**Exercise directions**
Please extract every line below that contains the word "white" and copy each one out.

**Excerpted records**
+++

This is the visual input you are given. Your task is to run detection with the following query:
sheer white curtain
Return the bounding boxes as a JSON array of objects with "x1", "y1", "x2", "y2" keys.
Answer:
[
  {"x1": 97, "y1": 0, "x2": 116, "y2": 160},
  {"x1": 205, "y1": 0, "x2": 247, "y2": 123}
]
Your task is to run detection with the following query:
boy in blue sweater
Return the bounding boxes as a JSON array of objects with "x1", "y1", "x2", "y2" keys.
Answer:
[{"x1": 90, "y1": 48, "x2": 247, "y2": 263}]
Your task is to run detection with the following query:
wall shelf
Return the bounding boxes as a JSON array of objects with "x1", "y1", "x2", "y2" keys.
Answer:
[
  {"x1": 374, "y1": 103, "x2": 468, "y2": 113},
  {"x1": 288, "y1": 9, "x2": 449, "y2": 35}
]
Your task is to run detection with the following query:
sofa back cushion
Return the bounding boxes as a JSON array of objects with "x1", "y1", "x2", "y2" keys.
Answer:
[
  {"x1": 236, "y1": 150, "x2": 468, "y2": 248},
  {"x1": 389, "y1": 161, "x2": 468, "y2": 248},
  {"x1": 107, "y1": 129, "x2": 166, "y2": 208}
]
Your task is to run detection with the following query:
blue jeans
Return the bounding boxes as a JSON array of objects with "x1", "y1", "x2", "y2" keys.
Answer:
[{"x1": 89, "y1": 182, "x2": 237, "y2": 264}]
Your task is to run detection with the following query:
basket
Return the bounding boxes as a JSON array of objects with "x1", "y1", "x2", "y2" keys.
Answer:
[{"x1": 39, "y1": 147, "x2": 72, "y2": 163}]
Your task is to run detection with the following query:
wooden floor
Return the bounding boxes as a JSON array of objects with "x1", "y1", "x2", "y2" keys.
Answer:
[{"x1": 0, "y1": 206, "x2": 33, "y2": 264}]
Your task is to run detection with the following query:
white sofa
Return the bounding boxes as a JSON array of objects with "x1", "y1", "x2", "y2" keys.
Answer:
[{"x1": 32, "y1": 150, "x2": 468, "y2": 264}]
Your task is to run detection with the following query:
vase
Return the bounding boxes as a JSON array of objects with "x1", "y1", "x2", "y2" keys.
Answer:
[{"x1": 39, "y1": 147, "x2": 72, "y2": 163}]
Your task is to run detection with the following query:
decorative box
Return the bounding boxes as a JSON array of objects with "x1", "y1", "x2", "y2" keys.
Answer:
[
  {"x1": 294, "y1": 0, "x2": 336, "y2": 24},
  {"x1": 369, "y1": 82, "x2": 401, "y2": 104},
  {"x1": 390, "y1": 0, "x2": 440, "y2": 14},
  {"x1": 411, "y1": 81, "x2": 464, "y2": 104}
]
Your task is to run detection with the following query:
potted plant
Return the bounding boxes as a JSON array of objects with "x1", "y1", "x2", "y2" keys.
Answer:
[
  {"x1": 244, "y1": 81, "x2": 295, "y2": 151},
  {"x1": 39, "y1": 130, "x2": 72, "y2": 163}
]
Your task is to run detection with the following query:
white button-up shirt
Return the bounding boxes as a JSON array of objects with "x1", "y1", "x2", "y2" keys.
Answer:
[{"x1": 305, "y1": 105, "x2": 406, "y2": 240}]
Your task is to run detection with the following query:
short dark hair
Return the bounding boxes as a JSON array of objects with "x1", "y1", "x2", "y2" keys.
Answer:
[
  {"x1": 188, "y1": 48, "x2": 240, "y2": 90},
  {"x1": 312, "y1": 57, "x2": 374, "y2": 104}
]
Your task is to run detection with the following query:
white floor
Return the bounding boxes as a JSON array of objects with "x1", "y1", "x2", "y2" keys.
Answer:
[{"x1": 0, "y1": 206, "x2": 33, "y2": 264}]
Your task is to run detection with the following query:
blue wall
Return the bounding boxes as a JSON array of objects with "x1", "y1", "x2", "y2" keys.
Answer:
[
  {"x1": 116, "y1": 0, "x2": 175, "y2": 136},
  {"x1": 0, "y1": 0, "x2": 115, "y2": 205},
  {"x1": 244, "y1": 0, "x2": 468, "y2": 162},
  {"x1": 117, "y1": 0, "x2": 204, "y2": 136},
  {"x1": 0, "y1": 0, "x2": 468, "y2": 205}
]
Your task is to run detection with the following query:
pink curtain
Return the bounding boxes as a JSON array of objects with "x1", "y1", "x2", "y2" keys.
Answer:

+++

**Full answer**
sheer white curtain
white sofa
white button-up shirt
white floor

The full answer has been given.